━━━ Available data ━━━

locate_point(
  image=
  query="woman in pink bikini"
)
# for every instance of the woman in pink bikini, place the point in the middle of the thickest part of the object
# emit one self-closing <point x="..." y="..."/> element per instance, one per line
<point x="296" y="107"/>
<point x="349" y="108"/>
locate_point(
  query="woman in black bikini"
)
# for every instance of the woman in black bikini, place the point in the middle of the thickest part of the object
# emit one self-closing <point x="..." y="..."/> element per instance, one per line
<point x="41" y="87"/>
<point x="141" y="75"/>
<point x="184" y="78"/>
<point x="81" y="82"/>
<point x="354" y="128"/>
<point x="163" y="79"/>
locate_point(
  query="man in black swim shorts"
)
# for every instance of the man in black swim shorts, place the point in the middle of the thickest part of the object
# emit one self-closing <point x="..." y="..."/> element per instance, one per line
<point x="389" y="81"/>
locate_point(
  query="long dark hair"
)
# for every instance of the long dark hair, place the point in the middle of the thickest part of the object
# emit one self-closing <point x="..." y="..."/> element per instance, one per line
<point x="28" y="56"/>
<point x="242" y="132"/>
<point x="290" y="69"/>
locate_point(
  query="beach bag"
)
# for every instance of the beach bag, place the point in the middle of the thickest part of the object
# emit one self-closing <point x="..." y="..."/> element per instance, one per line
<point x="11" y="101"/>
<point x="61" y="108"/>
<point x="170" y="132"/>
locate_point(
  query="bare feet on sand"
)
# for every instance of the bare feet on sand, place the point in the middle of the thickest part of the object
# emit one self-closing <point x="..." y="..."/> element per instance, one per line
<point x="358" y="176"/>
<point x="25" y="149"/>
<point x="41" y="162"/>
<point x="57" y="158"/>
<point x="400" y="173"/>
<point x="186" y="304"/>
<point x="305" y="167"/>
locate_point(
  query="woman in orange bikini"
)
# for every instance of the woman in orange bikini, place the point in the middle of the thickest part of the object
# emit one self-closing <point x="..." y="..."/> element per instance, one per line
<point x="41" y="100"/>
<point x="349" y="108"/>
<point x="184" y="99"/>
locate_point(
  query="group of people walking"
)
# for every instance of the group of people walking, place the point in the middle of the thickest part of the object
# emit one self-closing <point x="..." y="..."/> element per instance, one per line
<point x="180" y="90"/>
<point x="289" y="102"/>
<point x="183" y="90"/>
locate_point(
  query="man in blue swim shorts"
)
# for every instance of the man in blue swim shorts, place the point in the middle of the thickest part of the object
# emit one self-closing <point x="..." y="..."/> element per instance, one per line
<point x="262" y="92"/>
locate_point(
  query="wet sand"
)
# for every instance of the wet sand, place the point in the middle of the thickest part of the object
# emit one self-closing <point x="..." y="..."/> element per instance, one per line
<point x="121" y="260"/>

━━━

Please copy, word for word, every line from the first line of the records through the line containing "# for every instance of the woman in black", with both of those lines included and nothing else.

locate_point(
  image=
  query="woman in pink bikini"
)
# for every instance of the woman in pink bikini, place the point in the middle of the thickest part of the object
# emit one self-closing <point x="..." y="..."/> element per instance, one per line
<point x="296" y="107"/>
<point x="349" y="108"/>
locate_point(
  query="woman in black bikini"
)
# for every instance of the woman in black bikini, place the point in the middle of the thickest part of the object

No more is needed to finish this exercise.